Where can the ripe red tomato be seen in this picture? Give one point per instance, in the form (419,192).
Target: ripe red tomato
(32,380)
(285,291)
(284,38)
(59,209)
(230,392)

|---|

Rewrite the records above as a numbered list with one line per item, leaving out any blank lines.

1. Where can the ripe red tomato be seen in this picture? Give one point per instance, in the form (419,192).
2. Target: ripe red tomato
3. (32,380)
4. (285,291)
5. (284,38)
6. (59,209)
7. (230,392)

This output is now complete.